• Exercise:
Gather all lines of the material below that contain the string "every", and copy each one in full. Case counts, so match only that exact capitalization.

Stored dataset items:
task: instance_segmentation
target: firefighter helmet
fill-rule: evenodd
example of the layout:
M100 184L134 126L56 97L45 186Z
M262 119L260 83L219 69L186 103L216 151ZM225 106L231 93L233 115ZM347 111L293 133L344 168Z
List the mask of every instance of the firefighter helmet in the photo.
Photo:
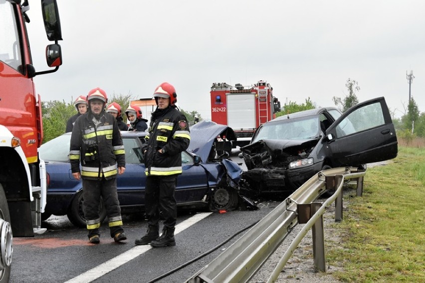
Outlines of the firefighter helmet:
M140 107L137 105L130 105L128 108L127 108L127 110L125 110L125 114L127 115L127 118L128 118L129 113L136 115L136 118L137 119L142 119L143 116L142 109L141 109ZM129 119L129 120L130 120L130 119Z
M77 99L75 99L75 101L74 101L74 106L75 106L76 108L77 108L77 110L78 110L78 104L80 103L84 103L88 106L88 104L87 104L87 96L85 96L84 95L80 95L77 97Z
M87 102L89 102L90 100L94 99L100 99L103 101L104 106L108 103L108 96L106 95L106 93L99 87L90 90L87 95Z
M176 89L168 82L163 82L155 88L154 92L154 97L170 98L170 105L174 105L177 102L177 94ZM155 99L158 104L158 101Z
M118 117L121 116L121 107L116 102L112 102L106 107L106 112L116 113Z

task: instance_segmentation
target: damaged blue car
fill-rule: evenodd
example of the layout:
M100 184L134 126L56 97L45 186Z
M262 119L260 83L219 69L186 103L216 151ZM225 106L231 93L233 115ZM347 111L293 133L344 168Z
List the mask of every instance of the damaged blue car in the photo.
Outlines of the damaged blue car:
M238 194L237 186L242 169L231 160L210 156L212 151L216 152L214 148L216 138L223 132L231 136L232 130L213 123L206 128L195 125L191 132L189 148L182 153L183 172L177 179L175 196L178 207L210 211L237 208L243 200ZM141 146L147 133L121 133L126 165L125 173L117 179L120 205L123 214L141 212L144 210L146 176ZM84 227L82 183L73 178L68 156L70 138L70 133L64 134L39 149L40 158L46 163L49 180L47 205L42 216L45 220L51 215L67 215L74 225ZM102 205L100 209L103 220L106 210Z

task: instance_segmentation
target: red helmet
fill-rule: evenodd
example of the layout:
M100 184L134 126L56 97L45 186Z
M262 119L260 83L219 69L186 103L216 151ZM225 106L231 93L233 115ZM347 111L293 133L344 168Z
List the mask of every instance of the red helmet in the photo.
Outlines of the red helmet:
M154 92L154 97L164 97L165 98L170 98L170 104L174 105L177 102L177 94L176 93L176 89L174 87L168 82L163 82L155 88ZM158 102L157 99L155 99Z
M121 115L121 107L116 102L112 102L106 107L106 112L112 112L118 114L118 117Z
M127 110L125 110L125 114L127 115L127 118L128 118L129 113L135 115L137 119L142 119L142 117L143 116L142 109L137 105L130 105L127 108Z
M108 103L108 96L106 95L106 93L105 92L104 90L99 87L96 87L90 90L87 95L88 102L90 102L91 99L100 99L103 101L104 105Z
M83 103L88 106L87 97L84 95L80 95L77 97L77 99L75 99L75 101L74 101L74 106L75 106L75 108L77 108L77 110L78 110L78 104L80 103Z

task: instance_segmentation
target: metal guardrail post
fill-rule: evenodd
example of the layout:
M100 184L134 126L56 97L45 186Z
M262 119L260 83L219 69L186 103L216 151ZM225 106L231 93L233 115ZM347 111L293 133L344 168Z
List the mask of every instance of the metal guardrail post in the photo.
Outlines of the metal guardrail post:
M344 179L353 179L364 176L364 172L355 171L356 170L353 167L339 167L317 173L186 282L248 282L276 250L291 228L298 223L300 205L306 206L307 209L310 209L308 206L311 206L325 190L329 190L334 191L334 194L323 204L315 204L319 205L314 209L311 207L310 210L314 209L315 213L307 214L304 212L305 216L311 216L284 253L267 282L276 282L294 251L313 226L316 226L313 233L315 266L318 270L325 271L323 214L326 207L335 201L336 212L340 211L338 219L342 220L342 182ZM337 198L339 201L337 201Z
M322 204L311 204L311 215L314 215L319 211ZM313 235L313 258L314 259L314 269L316 271L326 272L326 265L325 262L325 236L323 225L323 215L317 219L312 227Z
M361 197L363 195L363 176L357 178L357 190L356 196Z
M335 178L335 189L342 182L342 176L336 175ZM342 190L338 193L335 199L335 222L342 221Z

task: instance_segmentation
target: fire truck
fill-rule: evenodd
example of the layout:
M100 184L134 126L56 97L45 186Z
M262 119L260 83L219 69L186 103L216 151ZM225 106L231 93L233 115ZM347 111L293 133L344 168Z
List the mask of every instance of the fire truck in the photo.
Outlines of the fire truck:
M47 39L47 65L32 65L25 25L28 0L0 0L0 282L10 277L13 237L33 237L41 228L47 175L37 150L43 139L41 101L33 78L62 64L60 23L56 0L41 0Z
M211 119L233 129L237 139L231 143L233 148L249 144L255 129L275 118L276 112L280 111L280 102L266 81L249 86L214 82L210 93Z

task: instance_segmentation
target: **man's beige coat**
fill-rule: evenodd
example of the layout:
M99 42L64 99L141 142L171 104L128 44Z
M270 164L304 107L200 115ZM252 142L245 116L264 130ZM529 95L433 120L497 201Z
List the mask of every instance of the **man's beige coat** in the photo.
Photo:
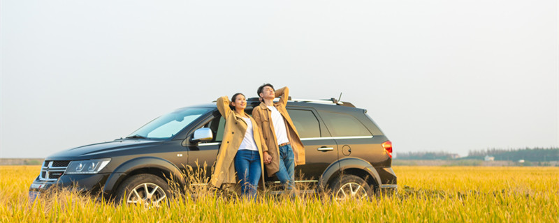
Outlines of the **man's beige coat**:
M237 151L242 142L242 139L245 137L245 132L247 131L247 127L245 120L240 116L238 116L235 112L231 109L229 105L231 105L231 102L227 96L217 99L217 109L225 118L225 128L224 129L223 141L222 146L219 146L219 151L217 153L215 167L212 173L210 182L213 186L217 187L220 187L224 183L237 183L233 160L235 155L237 155ZM245 114L250 118L246 113ZM262 151L267 151L268 148L256 121L250 118L250 121L252 122L253 136L260 155L260 165L262 168L262 176L260 179L263 187L264 162L262 158Z
M280 97L280 101L274 103L274 107L277 109L277 111L280 111L280 113L284 117L287 138L291 144L291 148L295 155L295 165L304 164L305 147L303 146L300 139L299 139L299 133L297 132L291 118L285 109L285 106L287 105L287 100L289 98L289 89L286 86L276 90L275 97ZM256 106L252 110L252 117L256 121L259 128L262 130L262 134L267 146L264 151L268 151L268 153L272 156L272 162L266 165L268 176L272 176L280 171L280 146L277 144L277 139L275 137L275 131L274 131L274 125L272 123L272 111L262 102L260 105Z

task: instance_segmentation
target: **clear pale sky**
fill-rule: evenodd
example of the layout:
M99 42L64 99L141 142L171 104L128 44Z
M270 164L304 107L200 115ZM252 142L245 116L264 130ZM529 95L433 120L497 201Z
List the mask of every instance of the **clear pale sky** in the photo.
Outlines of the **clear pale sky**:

• Task response:
List the mask of every instance of the firefighter helmet in the photo.
List the mask of every instance of the damaged blue car in the photo.
List the mask of every instance of the red helmet in the photo.
List the mask of every instance of the metal guardrail post in the photo.
List the mask of every instance of the fire truck in the photo.
List the mask of every instance of the **man's beige coat** in the photo.
List the mask of every instance of the **clear pale sky** in the photo.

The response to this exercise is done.